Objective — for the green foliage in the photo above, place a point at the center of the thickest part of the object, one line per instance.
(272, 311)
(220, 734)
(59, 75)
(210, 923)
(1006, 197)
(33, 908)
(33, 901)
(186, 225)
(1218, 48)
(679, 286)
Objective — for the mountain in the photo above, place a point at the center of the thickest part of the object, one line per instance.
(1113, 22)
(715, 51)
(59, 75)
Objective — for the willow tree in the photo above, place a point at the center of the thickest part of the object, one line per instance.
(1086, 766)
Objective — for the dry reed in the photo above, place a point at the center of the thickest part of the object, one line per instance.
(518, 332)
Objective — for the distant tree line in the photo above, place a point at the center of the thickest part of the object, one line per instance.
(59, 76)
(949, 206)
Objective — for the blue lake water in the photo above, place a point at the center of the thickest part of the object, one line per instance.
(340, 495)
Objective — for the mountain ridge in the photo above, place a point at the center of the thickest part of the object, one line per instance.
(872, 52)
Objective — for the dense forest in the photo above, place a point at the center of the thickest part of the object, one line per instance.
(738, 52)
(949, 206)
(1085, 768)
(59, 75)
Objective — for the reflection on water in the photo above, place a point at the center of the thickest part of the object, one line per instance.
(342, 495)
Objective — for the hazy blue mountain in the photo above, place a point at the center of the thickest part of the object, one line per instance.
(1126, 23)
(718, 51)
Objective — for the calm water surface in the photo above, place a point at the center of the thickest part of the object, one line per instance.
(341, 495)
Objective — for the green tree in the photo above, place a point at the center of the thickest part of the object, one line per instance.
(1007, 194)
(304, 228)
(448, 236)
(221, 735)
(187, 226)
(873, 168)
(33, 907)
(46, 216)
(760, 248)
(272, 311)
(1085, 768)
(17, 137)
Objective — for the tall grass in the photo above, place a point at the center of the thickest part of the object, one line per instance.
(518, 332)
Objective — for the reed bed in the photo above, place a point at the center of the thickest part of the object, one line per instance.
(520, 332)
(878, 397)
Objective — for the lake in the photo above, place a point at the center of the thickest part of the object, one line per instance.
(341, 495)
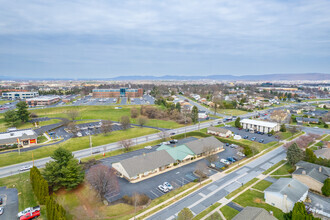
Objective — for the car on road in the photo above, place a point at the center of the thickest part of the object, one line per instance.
(24, 168)
(174, 141)
(225, 161)
(231, 159)
(168, 185)
(162, 188)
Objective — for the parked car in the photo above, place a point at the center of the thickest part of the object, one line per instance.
(24, 168)
(162, 188)
(174, 141)
(167, 185)
(231, 159)
(225, 161)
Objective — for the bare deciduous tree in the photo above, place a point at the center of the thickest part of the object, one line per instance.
(126, 144)
(104, 180)
(72, 114)
(142, 120)
(125, 122)
(163, 135)
(106, 126)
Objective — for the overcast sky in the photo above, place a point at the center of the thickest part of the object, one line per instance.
(94, 39)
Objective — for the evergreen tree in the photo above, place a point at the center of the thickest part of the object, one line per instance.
(22, 112)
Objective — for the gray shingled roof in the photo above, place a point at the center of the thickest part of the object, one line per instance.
(254, 213)
(218, 129)
(312, 170)
(147, 162)
(290, 187)
(198, 146)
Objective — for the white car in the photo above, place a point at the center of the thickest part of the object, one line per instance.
(167, 185)
(162, 188)
(24, 168)
(225, 161)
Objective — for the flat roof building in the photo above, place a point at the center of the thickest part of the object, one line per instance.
(13, 136)
(262, 126)
(42, 100)
(19, 95)
(122, 92)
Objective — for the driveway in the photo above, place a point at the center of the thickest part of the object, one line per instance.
(242, 133)
(10, 203)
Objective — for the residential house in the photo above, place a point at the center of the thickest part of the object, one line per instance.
(312, 175)
(285, 192)
(219, 131)
(254, 213)
(323, 153)
(202, 115)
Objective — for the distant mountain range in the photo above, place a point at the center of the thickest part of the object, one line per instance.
(265, 77)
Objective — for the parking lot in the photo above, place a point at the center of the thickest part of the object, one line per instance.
(177, 177)
(242, 133)
(10, 203)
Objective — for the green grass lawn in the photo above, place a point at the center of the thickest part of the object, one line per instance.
(206, 211)
(229, 212)
(256, 199)
(233, 112)
(262, 185)
(214, 216)
(284, 170)
(104, 113)
(233, 193)
(73, 144)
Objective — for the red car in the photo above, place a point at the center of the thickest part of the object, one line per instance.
(30, 215)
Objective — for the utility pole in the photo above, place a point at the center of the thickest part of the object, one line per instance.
(90, 144)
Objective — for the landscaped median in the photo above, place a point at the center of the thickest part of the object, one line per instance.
(73, 144)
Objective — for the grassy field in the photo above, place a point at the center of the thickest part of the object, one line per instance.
(73, 144)
(229, 212)
(262, 185)
(256, 199)
(102, 112)
(233, 112)
(206, 211)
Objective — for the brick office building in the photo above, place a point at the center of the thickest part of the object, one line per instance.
(122, 92)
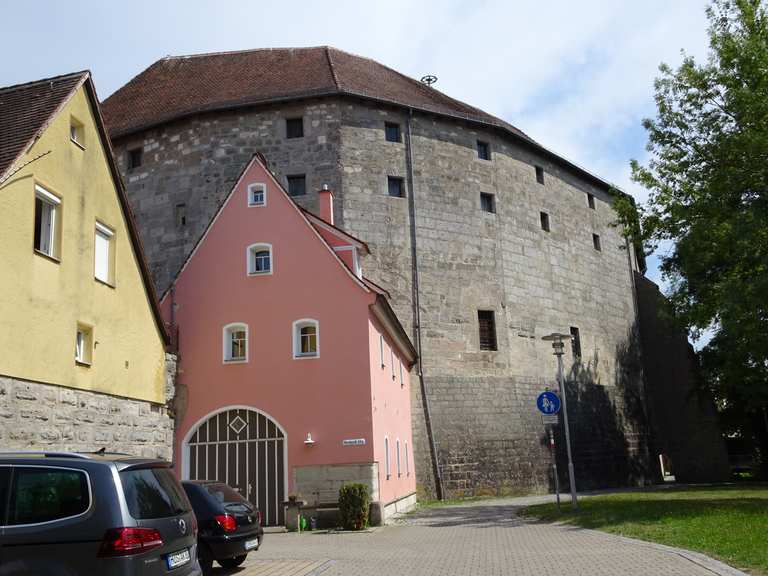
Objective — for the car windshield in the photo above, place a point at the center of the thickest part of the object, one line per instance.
(224, 494)
(153, 493)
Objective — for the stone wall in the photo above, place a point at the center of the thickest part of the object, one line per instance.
(489, 436)
(39, 417)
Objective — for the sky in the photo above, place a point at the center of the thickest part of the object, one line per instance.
(575, 76)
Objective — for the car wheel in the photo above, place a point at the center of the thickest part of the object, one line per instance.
(232, 562)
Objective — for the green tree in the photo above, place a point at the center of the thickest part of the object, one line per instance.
(708, 206)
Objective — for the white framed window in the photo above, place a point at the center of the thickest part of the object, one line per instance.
(386, 456)
(47, 222)
(407, 461)
(103, 249)
(235, 345)
(83, 345)
(259, 259)
(257, 194)
(306, 338)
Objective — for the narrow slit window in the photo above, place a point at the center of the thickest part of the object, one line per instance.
(487, 326)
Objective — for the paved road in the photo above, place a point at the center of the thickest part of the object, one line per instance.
(479, 539)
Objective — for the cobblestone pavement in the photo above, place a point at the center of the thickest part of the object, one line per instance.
(479, 539)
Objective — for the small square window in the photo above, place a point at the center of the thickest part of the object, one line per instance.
(544, 221)
(294, 127)
(487, 326)
(257, 194)
(297, 185)
(483, 150)
(135, 158)
(47, 222)
(83, 345)
(487, 202)
(76, 132)
(395, 187)
(392, 132)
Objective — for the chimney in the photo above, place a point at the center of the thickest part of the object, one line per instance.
(325, 201)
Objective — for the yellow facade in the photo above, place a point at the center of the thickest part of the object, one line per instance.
(43, 301)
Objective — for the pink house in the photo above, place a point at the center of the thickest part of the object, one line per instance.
(293, 368)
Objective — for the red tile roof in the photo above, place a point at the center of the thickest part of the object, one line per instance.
(26, 110)
(179, 86)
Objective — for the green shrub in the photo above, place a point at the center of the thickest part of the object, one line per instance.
(354, 501)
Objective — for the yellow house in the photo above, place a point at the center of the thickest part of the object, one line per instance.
(82, 343)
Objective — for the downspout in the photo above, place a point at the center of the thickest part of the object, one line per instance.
(417, 310)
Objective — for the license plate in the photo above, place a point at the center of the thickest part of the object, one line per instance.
(251, 544)
(177, 559)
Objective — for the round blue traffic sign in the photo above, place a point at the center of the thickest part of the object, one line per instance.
(548, 403)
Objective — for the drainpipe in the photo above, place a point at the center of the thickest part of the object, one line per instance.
(417, 310)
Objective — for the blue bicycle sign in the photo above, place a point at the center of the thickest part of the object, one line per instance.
(548, 403)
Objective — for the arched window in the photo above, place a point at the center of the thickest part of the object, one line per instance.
(236, 343)
(306, 338)
(386, 456)
(259, 259)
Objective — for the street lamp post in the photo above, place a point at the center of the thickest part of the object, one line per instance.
(559, 346)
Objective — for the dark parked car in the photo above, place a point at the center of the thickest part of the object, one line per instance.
(229, 525)
(84, 514)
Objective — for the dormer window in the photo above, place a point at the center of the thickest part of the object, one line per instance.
(306, 338)
(236, 343)
(259, 259)
(257, 194)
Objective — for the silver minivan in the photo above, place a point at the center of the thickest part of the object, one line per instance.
(83, 514)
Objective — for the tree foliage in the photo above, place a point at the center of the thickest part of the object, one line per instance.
(708, 206)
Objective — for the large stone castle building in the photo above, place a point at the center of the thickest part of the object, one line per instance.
(486, 240)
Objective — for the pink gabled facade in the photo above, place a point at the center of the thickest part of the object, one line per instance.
(268, 408)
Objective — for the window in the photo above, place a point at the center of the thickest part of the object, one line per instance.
(544, 221)
(45, 494)
(386, 457)
(306, 338)
(395, 187)
(47, 222)
(487, 202)
(83, 345)
(297, 185)
(575, 344)
(392, 132)
(135, 158)
(236, 343)
(257, 194)
(407, 461)
(259, 259)
(483, 150)
(152, 493)
(294, 127)
(103, 248)
(487, 324)
(76, 132)
(181, 215)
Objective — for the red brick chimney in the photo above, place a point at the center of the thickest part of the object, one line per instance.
(325, 201)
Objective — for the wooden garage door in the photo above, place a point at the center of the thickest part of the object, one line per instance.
(246, 450)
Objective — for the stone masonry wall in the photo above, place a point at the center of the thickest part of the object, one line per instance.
(39, 417)
(489, 436)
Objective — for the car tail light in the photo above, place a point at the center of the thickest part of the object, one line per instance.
(227, 522)
(128, 541)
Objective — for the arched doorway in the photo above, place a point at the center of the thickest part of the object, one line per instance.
(246, 449)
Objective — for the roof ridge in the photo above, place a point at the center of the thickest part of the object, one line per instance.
(14, 87)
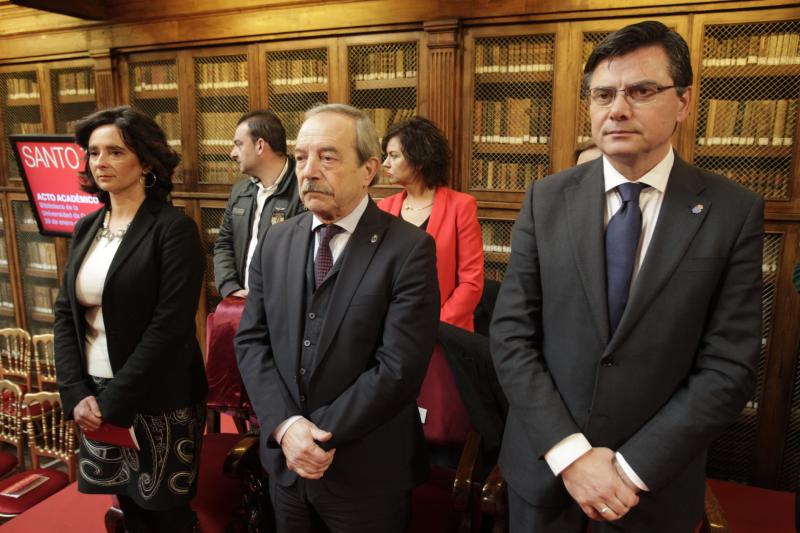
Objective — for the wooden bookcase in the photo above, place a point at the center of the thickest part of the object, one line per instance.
(507, 91)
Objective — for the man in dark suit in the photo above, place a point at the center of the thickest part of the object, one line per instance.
(267, 197)
(335, 339)
(628, 325)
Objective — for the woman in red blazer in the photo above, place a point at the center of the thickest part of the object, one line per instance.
(417, 157)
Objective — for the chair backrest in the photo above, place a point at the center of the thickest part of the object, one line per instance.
(15, 356)
(50, 434)
(44, 361)
(11, 427)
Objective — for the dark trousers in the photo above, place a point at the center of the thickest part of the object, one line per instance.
(138, 520)
(309, 507)
(527, 518)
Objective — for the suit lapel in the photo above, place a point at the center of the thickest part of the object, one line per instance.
(676, 227)
(359, 252)
(585, 202)
(299, 245)
(140, 226)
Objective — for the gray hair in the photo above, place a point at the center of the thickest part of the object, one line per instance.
(367, 143)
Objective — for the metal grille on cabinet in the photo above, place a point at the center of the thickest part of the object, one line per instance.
(211, 220)
(731, 455)
(154, 91)
(73, 97)
(38, 265)
(512, 111)
(222, 97)
(383, 82)
(296, 81)
(747, 112)
(19, 96)
(496, 247)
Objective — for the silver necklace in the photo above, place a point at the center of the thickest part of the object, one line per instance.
(107, 234)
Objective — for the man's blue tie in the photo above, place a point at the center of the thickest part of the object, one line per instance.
(622, 241)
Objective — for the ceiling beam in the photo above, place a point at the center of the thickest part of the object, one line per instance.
(84, 9)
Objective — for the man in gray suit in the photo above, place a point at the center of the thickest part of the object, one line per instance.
(267, 197)
(628, 325)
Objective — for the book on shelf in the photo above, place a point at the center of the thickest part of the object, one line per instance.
(222, 75)
(513, 56)
(748, 123)
(111, 434)
(75, 83)
(757, 49)
(156, 77)
(22, 89)
(297, 71)
(24, 485)
(512, 121)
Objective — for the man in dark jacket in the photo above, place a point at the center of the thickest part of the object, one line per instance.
(267, 197)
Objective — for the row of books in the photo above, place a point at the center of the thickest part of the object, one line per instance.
(763, 49)
(297, 71)
(219, 172)
(75, 83)
(6, 295)
(22, 88)
(43, 298)
(514, 56)
(749, 123)
(216, 129)
(26, 127)
(512, 121)
(159, 77)
(222, 75)
(400, 63)
(491, 174)
(171, 124)
(41, 255)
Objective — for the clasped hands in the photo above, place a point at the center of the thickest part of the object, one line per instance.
(600, 486)
(303, 455)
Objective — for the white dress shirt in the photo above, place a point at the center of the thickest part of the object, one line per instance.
(574, 446)
(337, 244)
(261, 199)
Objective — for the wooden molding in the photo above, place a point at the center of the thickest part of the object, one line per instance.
(85, 9)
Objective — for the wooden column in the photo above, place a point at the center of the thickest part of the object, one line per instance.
(444, 82)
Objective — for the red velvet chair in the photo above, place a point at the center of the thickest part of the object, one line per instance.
(50, 434)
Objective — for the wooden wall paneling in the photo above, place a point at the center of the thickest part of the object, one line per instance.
(444, 64)
(782, 345)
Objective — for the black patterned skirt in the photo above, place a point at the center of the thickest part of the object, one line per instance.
(162, 474)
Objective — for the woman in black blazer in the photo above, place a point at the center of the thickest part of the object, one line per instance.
(126, 347)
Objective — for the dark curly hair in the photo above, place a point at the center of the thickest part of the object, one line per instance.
(425, 148)
(640, 35)
(142, 136)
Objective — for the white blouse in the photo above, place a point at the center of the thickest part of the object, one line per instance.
(89, 290)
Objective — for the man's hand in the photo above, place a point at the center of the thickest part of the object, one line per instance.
(593, 482)
(87, 414)
(302, 453)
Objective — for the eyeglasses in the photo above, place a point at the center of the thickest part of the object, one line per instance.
(638, 93)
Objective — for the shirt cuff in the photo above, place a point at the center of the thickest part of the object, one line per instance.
(566, 452)
(280, 431)
(630, 473)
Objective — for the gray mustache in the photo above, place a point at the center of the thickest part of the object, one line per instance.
(315, 186)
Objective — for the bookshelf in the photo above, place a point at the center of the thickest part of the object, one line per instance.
(747, 104)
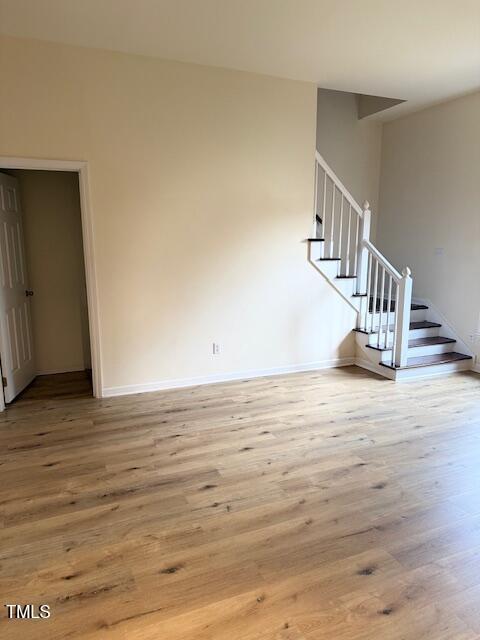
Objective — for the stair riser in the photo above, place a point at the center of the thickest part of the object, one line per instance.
(346, 286)
(423, 333)
(434, 370)
(329, 268)
(414, 352)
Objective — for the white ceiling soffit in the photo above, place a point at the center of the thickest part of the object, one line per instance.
(422, 51)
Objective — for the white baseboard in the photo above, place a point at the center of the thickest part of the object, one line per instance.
(51, 372)
(383, 372)
(163, 385)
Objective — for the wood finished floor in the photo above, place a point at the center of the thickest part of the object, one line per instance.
(332, 505)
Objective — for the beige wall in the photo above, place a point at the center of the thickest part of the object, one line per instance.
(430, 206)
(201, 192)
(352, 147)
(54, 255)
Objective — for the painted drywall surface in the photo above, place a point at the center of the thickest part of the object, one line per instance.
(430, 206)
(54, 256)
(201, 184)
(352, 147)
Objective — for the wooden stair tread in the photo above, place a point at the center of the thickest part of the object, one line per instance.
(414, 306)
(424, 324)
(420, 324)
(418, 342)
(426, 361)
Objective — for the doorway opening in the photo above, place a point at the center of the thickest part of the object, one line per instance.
(48, 323)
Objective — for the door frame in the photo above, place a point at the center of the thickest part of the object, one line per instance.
(81, 168)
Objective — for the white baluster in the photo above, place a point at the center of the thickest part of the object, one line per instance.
(315, 202)
(362, 252)
(324, 203)
(402, 313)
(369, 277)
(347, 261)
(340, 234)
(382, 300)
(374, 298)
(332, 222)
(389, 304)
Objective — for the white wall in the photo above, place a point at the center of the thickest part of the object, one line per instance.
(352, 147)
(201, 186)
(430, 206)
(54, 256)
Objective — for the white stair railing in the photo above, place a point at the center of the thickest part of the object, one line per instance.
(344, 228)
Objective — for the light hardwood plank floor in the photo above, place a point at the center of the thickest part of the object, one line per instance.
(329, 505)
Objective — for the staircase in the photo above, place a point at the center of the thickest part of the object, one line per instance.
(396, 336)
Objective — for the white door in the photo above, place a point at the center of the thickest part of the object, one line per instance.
(16, 347)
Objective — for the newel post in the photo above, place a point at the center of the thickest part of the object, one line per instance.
(362, 253)
(402, 309)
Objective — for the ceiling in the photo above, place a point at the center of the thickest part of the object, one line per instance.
(422, 51)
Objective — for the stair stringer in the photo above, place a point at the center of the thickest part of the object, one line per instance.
(434, 315)
(354, 303)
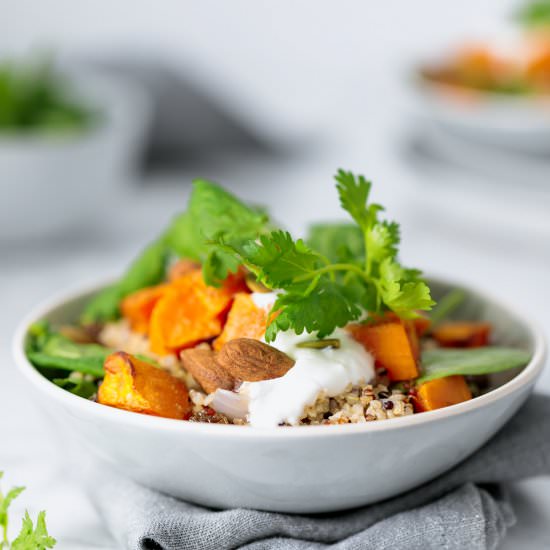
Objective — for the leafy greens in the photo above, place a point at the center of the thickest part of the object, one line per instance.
(31, 536)
(439, 363)
(212, 212)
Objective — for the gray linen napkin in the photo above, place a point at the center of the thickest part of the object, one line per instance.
(463, 508)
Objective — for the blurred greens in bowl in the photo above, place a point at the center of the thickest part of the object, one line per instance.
(34, 97)
(70, 138)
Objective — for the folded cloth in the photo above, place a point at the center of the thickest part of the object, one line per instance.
(466, 507)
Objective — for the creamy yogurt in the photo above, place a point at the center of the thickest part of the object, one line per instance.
(284, 399)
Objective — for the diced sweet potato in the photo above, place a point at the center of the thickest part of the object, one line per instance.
(442, 392)
(462, 334)
(391, 345)
(188, 313)
(138, 306)
(138, 386)
(245, 320)
(421, 324)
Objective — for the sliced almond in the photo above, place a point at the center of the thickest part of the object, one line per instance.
(206, 370)
(252, 360)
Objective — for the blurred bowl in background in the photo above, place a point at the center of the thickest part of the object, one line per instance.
(51, 183)
(495, 90)
(519, 123)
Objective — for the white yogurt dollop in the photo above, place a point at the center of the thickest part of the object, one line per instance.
(331, 370)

::::::::::

-- Work to do --
Starting with the row that contains "Objective — for the stair stringer" and going on through the last row, set out those lines as a numbered list with blank lines left out. Leave the pictures out of your answer.

-- Full solution --
1. Objective — for the stair stringer in the photo above, place a point at the center of the thickest part of the object, one line per instance.
2. (434, 315)
3. (354, 303)
4. Objective — for the leafy greens in the photo above, place a point at the center of the thickest part of the object, one line per instance.
5. (31, 536)
6. (439, 363)
7. (212, 212)
8. Objective — for the gray linen napkin in the photo above, place a point at the center of the thickest part of the object, one line per instance.
9. (463, 508)
10. Objective — for the blurred greens in bowl in the photo above, place a point at the center of the thickest part of the object, one line per instance.
11. (34, 97)
12. (70, 138)
13. Objective — for the folded cloth in the photo above, place a point at the center of the thickest part of the object, one line per instance.
14. (466, 507)
15. Objective — for the creamy yogurt in the photo above, place a point at the center of the thickest part of the object, one line per instance.
16. (284, 399)
17. Objective — for the diced sweet potato in the photo above, place a point at the center of the thickest part of the object, one line per instance.
18. (442, 392)
19. (462, 334)
20. (391, 345)
21. (188, 313)
22. (138, 306)
23. (138, 386)
24. (245, 320)
25. (421, 324)
26. Objective — for the sliced almond in the photo above, place a point at the center of the thickest part of the object, one line per instance.
27. (206, 370)
28. (252, 360)
29. Objective — for the blurred bowl in background in the photo above, place a point at the center of the thickest part of the object, one line per instance.
30. (51, 183)
31. (495, 90)
32. (519, 123)
33. Objective — for the white yogurt dollop in the photo above, place a point at the center of the thickest part of the object, one line per instance.
34. (331, 370)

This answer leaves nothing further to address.